INFORMATION PROVIDED: Begin
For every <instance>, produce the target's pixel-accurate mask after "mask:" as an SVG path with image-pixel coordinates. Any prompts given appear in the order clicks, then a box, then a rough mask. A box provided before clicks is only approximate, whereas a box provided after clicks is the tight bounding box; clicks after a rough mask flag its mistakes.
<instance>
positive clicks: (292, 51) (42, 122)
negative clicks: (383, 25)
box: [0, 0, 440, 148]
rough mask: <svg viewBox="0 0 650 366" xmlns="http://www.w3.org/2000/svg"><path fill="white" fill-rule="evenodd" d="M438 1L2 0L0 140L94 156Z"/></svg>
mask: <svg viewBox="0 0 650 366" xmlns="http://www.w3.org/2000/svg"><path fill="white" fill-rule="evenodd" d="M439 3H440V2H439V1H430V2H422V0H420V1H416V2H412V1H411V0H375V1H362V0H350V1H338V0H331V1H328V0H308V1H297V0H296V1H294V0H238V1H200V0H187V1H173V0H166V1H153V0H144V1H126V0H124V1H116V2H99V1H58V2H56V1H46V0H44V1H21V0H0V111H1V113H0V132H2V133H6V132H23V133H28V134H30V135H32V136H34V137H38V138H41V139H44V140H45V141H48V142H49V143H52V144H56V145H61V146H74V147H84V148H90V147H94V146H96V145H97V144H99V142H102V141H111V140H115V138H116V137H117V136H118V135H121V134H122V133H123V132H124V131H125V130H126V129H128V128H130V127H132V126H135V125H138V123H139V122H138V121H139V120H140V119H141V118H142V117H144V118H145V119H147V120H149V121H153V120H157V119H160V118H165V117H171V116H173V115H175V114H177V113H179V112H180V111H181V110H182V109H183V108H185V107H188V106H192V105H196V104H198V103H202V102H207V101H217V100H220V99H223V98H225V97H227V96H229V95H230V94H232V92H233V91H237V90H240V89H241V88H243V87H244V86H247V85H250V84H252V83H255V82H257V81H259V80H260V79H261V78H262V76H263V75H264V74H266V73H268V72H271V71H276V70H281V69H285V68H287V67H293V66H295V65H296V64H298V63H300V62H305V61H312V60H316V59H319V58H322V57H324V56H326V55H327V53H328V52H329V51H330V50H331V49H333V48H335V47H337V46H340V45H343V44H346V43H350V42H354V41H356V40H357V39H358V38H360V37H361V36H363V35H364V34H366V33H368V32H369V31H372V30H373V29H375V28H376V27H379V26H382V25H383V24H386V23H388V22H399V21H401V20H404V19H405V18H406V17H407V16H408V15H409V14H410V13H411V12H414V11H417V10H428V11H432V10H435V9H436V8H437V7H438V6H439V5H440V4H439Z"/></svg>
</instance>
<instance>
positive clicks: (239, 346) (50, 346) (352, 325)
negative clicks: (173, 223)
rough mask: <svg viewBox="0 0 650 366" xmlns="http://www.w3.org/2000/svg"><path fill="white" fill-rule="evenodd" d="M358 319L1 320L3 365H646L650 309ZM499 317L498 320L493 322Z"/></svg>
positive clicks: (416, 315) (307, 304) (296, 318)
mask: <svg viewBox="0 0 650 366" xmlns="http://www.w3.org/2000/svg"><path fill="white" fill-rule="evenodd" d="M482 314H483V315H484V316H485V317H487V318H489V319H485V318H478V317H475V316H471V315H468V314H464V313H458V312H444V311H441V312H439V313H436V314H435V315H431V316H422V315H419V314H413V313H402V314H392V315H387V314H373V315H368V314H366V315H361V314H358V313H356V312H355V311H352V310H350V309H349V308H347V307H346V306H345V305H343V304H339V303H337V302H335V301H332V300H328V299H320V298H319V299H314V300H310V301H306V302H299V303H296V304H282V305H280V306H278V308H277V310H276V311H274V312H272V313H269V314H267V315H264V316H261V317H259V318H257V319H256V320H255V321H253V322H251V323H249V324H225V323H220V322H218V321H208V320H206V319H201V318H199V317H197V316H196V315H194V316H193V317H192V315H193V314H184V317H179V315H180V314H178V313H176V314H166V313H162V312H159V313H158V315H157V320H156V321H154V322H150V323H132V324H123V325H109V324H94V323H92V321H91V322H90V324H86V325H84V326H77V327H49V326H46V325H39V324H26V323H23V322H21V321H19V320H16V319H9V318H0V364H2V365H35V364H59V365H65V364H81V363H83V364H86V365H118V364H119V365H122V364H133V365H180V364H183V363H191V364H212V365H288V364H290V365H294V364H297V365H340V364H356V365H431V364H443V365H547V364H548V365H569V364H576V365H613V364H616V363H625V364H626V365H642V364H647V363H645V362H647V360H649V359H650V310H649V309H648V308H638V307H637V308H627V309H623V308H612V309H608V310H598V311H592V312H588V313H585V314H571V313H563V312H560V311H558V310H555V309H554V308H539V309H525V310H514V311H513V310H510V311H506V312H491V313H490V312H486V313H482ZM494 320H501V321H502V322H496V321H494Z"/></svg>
INFORMATION PROVIDED: End
TASK DIRECTIONS — Scan the records above for the word "negative" and return every line where it occurs.

SOLUTION FOR THIS EXERCISE —
negative clicks: (383, 25)
negative clicks: (173, 223)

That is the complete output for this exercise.